Description of the task: Make a verbatim transcription of the records, without the pictures.

================

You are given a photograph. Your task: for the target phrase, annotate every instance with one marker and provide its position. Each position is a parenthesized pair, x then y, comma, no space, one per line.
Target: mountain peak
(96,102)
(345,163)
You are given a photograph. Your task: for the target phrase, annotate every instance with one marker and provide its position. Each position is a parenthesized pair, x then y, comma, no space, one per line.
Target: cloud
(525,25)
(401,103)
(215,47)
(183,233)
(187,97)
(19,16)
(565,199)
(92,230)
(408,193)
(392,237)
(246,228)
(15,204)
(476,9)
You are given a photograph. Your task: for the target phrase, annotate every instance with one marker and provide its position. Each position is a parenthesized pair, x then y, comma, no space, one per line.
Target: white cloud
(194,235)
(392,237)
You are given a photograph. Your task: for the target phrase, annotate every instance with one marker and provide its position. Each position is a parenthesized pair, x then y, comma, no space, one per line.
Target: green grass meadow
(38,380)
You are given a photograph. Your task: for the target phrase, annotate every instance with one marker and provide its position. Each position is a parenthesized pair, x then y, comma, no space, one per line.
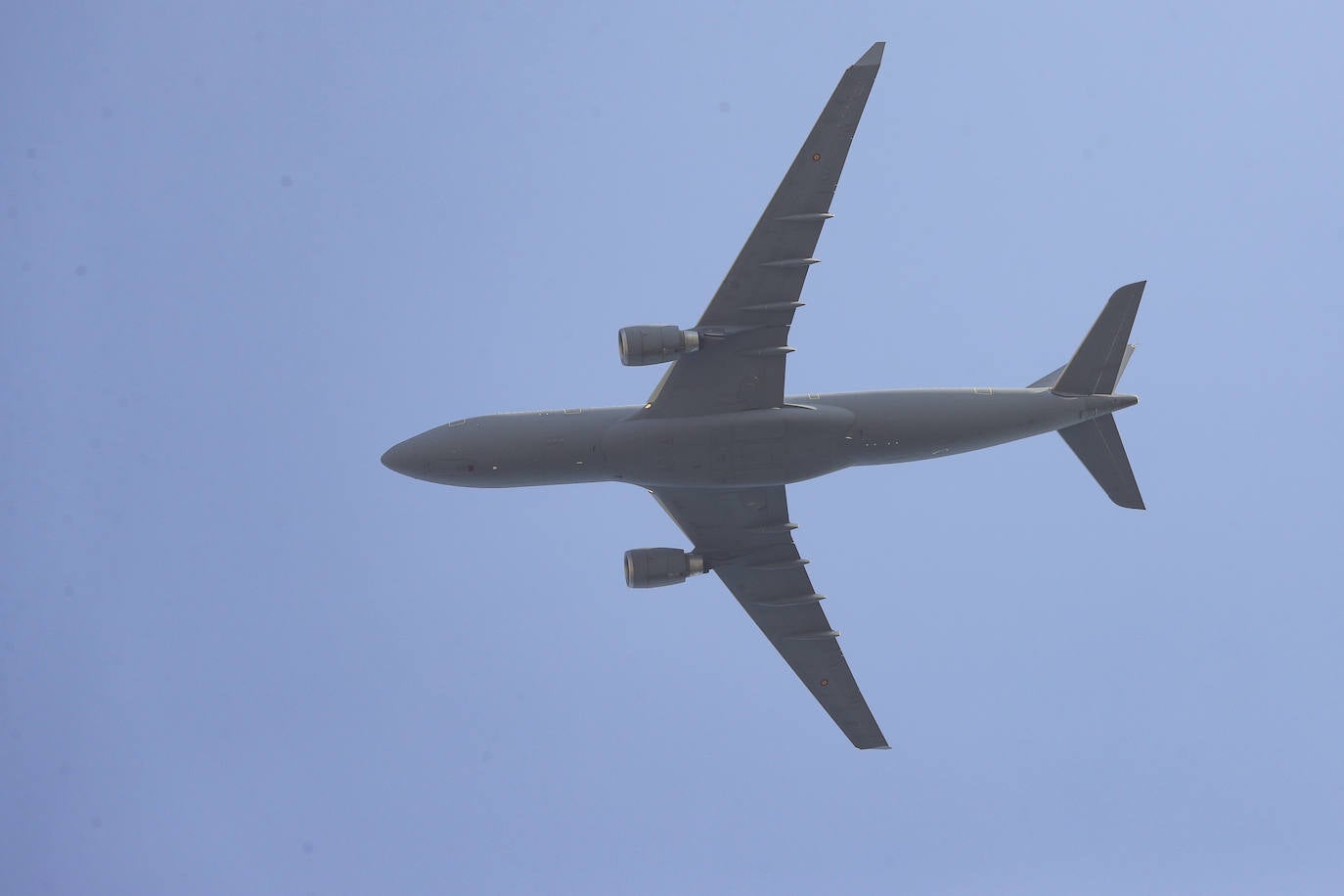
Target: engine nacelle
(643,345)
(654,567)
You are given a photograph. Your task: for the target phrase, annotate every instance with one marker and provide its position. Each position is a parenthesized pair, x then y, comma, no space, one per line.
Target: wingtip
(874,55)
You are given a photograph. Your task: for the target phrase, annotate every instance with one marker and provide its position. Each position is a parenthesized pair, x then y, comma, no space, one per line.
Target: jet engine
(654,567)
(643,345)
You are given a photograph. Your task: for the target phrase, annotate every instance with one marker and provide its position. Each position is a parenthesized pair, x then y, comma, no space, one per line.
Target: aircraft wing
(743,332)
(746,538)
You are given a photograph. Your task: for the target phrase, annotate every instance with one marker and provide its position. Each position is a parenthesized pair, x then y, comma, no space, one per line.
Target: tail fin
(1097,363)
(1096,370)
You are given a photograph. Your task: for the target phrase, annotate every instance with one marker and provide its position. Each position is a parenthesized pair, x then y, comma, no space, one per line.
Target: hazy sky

================

Response to this exercise:
You are given a photograph. Your task: for the target phrase, annotate every instance with one marker and provide its position. Each position is a parenthesized pair, x then y, comma, no space, one per line.
Target: mountain peak
(96,102)
(345,163)
You are given a photograph. Your task: for the target phrase, annotate every instance with one marker and provide its position. Each position is a parenthesized pair, x then y, comma, no space, one per line.
Target: cloud
(525,25)
(401,103)
(215,47)
(183,233)
(187,97)
(19,16)
(565,199)
(92,230)
(408,193)
(392,237)
(246,228)
(15,204)
(476,9)
You are given a photograph. Your task: for the target phrase, annotate every instance with one marker and provide its position. Each position is a parenthesized pair, x then y, comma, no space, one per line.
Target: white cloud
(194,235)
(392,237)
You are given a photograph. Your task: for the target phrase, annotate every instance with one marker and provide its position. Each position is a parenthesized pair, x then y, comma, no space, one per line.
Target: green grass meadow
(38,380)
You are given a photograph. Your task: for the target phrase, annotate every instance with one marker and provide its position. Each position is a parenthesized pair, x then y, comma, no space, one per line.
Target: engine nacelle
(643,345)
(654,567)
You are given a photograph. Your task: for the target phrase, annotate every instance with one marker and provide its position. Each position is a parenthesized pair, x then y, comma, no space, one per line.
Target: wingtip
(874,55)
You are given a photograph. Your task: for the target phrase, annotate every instance with one marker and provide its position. Each position is a parenthesized pair, x then y, comma, no space, one per line.
Target: jet engine
(654,567)
(643,345)
You are given a photograph. Your task: for the target phrase, annotate every instance with one marker and provide its position. Each position is a parenthesized pair, x then y, comma, no space, one per line.
Target: aircraft wing
(743,332)
(746,538)
You are given a photograph. Your task: for the target phrase, annotate every instance with one marker and provide its position. Each position is a parenthesized pair, x then y, comma, no space, one per line.
Target: tail fin
(1097,363)
(1096,370)
You are given a photograph. Your task: for the target phrase, annotate every instance with one marker and provide its position. Each position is a parenthesized pair, x then y, comma, no space, one per line.
Target: hazy sky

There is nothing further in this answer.